**STATED TASK**
Can you copy out, unchanged, the stretch of lines below from the one containing "Can you find the wood bark" through the one containing "[[324, 783], [753, 731]]", with both of those lines included and nothing else?

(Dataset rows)
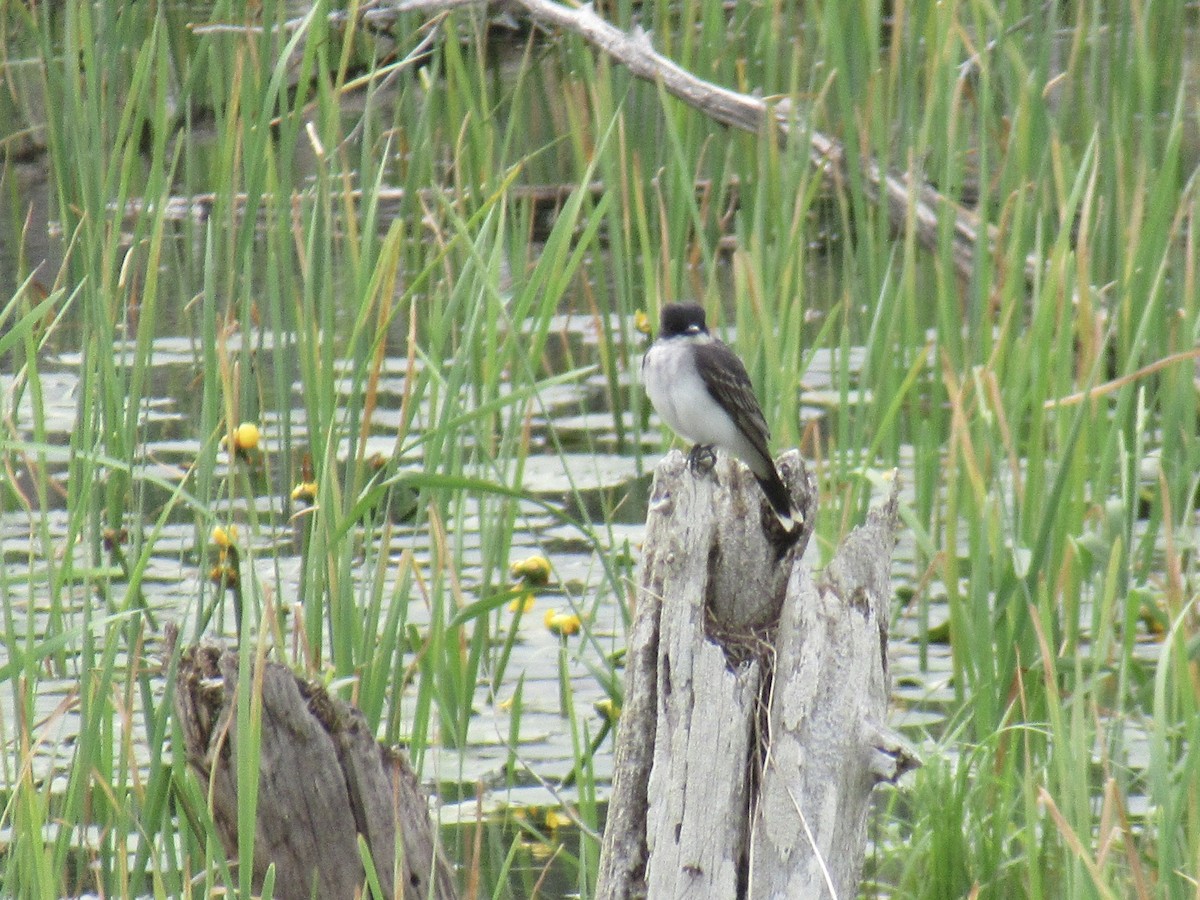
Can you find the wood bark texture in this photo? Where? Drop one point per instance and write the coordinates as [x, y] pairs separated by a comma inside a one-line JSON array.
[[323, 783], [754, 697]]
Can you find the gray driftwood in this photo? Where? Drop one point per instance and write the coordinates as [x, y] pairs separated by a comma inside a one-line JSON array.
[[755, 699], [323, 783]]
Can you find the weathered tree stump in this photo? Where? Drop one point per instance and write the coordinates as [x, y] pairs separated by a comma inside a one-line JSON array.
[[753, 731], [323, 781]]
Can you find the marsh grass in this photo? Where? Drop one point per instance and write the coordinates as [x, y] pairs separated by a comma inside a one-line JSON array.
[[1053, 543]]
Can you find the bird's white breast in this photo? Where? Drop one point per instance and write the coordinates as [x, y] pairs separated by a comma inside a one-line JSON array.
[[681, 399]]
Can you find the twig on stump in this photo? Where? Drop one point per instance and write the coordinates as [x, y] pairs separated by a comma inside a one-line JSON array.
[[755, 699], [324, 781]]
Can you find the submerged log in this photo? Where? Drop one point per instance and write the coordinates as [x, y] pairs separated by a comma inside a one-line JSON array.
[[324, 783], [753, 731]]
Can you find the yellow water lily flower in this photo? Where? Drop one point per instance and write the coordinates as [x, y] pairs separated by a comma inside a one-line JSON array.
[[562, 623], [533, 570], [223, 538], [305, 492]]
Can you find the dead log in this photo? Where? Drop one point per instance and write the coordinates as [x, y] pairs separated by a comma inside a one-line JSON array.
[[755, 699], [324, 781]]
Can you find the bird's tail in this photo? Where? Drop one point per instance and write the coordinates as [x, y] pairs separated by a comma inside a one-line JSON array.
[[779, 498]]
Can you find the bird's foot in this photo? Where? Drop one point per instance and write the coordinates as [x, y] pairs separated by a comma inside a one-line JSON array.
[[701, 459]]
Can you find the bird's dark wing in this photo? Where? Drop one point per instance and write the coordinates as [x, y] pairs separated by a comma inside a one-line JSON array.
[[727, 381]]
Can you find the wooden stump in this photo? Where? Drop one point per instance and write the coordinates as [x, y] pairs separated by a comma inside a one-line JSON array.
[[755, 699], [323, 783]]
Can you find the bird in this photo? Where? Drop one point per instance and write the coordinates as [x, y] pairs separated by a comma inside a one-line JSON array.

* * *

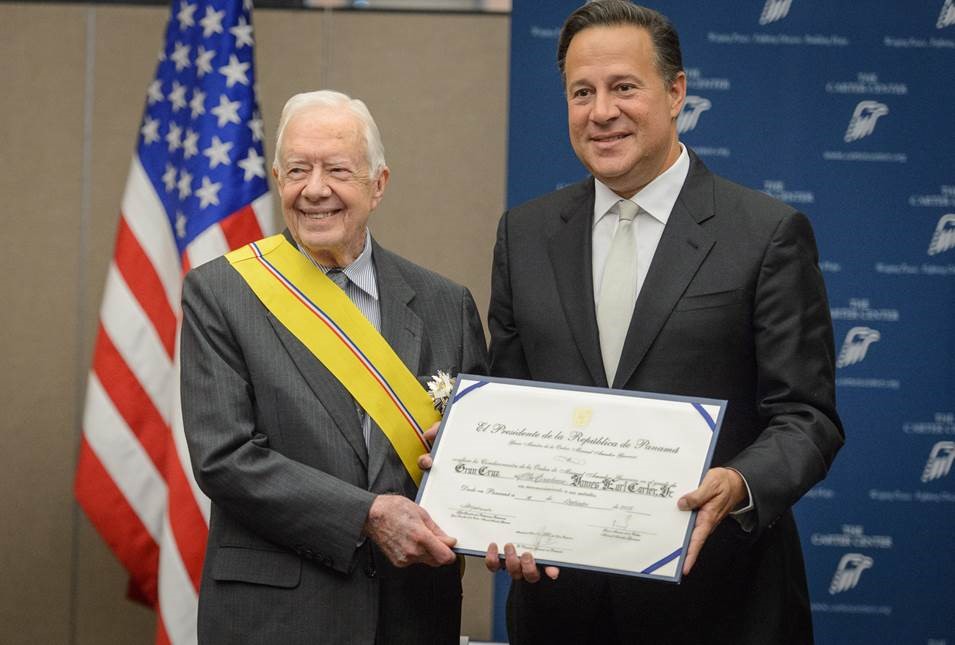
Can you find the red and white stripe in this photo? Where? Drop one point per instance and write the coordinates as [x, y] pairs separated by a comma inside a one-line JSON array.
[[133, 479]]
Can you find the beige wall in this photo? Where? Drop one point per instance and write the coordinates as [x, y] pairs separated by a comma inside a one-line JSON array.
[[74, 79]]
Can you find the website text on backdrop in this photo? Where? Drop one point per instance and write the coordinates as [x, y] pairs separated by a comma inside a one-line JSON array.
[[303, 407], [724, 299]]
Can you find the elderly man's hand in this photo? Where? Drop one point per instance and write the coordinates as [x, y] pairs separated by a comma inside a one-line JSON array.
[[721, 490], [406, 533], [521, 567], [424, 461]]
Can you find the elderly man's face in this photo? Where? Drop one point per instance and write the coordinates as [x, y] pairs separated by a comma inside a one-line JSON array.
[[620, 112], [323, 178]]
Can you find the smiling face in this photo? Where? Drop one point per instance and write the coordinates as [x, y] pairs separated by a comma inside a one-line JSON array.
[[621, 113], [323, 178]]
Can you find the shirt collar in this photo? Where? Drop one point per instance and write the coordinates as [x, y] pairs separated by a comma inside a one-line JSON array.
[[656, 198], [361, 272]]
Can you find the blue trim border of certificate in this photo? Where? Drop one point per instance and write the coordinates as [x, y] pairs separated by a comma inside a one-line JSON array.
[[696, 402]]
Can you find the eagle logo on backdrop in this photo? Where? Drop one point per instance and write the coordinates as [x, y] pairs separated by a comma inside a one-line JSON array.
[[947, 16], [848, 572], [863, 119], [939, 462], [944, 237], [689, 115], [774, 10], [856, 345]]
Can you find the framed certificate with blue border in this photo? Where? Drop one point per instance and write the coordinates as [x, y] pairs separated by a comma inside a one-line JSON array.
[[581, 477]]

...

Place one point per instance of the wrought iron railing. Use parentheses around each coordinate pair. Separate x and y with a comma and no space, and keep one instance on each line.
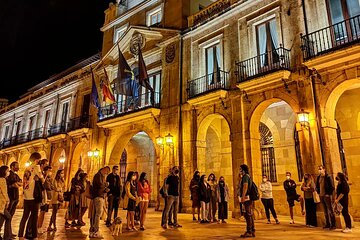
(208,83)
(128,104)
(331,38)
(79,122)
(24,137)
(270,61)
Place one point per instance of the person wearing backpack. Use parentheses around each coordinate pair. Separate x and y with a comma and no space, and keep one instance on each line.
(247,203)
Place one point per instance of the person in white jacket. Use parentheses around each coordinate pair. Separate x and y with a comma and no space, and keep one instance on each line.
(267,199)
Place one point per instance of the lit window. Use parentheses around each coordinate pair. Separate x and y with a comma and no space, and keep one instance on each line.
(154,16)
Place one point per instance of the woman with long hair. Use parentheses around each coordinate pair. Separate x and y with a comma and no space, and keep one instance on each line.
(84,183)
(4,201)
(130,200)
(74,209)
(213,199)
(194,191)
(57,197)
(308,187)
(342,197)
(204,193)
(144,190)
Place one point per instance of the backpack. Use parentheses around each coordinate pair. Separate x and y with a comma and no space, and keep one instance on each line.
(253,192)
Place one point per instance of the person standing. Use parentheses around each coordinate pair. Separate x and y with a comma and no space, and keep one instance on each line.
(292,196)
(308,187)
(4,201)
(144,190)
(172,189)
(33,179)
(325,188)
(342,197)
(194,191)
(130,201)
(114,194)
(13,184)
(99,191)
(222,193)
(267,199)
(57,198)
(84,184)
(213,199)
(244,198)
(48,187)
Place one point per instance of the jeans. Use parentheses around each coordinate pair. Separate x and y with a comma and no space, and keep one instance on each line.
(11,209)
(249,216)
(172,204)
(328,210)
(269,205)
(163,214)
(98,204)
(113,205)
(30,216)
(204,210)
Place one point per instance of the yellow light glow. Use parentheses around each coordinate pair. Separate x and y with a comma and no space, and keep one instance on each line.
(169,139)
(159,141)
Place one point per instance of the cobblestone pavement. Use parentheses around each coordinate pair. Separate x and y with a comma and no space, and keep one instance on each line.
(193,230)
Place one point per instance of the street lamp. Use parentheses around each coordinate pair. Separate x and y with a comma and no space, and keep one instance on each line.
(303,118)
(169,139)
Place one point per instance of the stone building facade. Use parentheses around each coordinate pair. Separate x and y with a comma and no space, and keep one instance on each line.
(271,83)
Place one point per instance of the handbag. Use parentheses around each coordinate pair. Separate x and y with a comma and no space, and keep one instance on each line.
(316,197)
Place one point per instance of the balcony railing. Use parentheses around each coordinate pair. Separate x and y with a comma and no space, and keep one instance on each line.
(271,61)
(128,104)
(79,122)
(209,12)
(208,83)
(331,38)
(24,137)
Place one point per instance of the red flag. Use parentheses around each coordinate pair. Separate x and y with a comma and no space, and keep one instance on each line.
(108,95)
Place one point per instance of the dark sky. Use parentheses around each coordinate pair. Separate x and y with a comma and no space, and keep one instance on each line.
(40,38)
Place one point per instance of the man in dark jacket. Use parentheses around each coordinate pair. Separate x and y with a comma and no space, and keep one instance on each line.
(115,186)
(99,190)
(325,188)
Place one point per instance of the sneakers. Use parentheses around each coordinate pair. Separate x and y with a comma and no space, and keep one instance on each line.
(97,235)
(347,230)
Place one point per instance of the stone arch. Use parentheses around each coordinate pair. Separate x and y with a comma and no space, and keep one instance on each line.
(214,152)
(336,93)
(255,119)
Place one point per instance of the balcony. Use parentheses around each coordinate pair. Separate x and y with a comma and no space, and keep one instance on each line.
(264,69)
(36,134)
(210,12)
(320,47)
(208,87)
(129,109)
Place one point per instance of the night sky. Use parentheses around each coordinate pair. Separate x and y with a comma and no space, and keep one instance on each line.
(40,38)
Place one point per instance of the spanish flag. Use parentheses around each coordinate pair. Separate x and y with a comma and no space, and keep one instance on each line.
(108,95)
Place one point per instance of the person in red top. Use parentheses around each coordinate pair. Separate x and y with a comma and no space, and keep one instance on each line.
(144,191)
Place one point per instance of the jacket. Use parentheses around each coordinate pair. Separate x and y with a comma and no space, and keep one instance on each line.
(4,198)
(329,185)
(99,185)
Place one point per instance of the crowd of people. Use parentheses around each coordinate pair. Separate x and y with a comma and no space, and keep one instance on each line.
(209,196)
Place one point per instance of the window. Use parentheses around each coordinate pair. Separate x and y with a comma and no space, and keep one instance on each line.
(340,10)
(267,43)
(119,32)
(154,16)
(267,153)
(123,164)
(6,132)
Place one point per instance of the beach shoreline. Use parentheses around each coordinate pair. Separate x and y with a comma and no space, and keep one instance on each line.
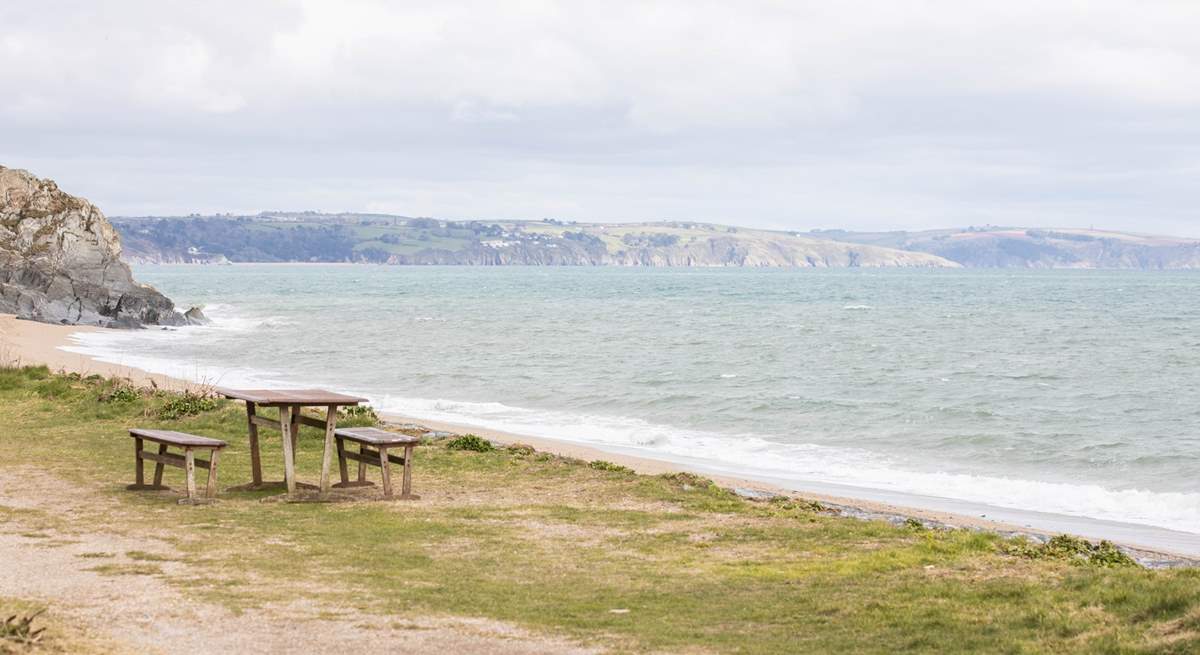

**THE REPLY**
Can you find the wood bark texture in this photo? Where? Drop one point per instance and write the coordinates as [x, y] pairs separated by a comma inside a one-line JSON array.
[[323, 783], [754, 697]]
Can you find the gray driftwood in this photo? Where? Drop one point per instance and write the coordinates as [x, y] pairs separated by a comma inside a one-line JSON array.
[[755, 699], [323, 783]]
Can you find the weathered tree stump in this photo? Where? Drop one point per instance and write the coordinates as [x, y] pairs separated by a comma inside a one-line JSON array.
[[753, 731], [323, 781]]
Can you find the marsh grass in this photo? Where? Drop one point per instance and write the coordinates as [x, y] pairs separated by a comma inside a one-line JSON array.
[[1053, 543]]
Can you find the bird's white breast in this photo? Where? Drop one point per instance and write the coordinates as [x, y] pairs separated by a comma inside a one-line JSON array.
[[681, 399]]
Can you find the twig on stump in this photo? Where? Drop one point per instance and write the coordinates as [x, y] pairs separated by a comma inside a one-line JSON array.
[[755, 699], [324, 781]]
Can you find the submerged log in this photo? Where? Drop one point per instance and write the coordinates as [x, y] pairs separated by a comma inside a one-line JSON array.
[[324, 783], [753, 731]]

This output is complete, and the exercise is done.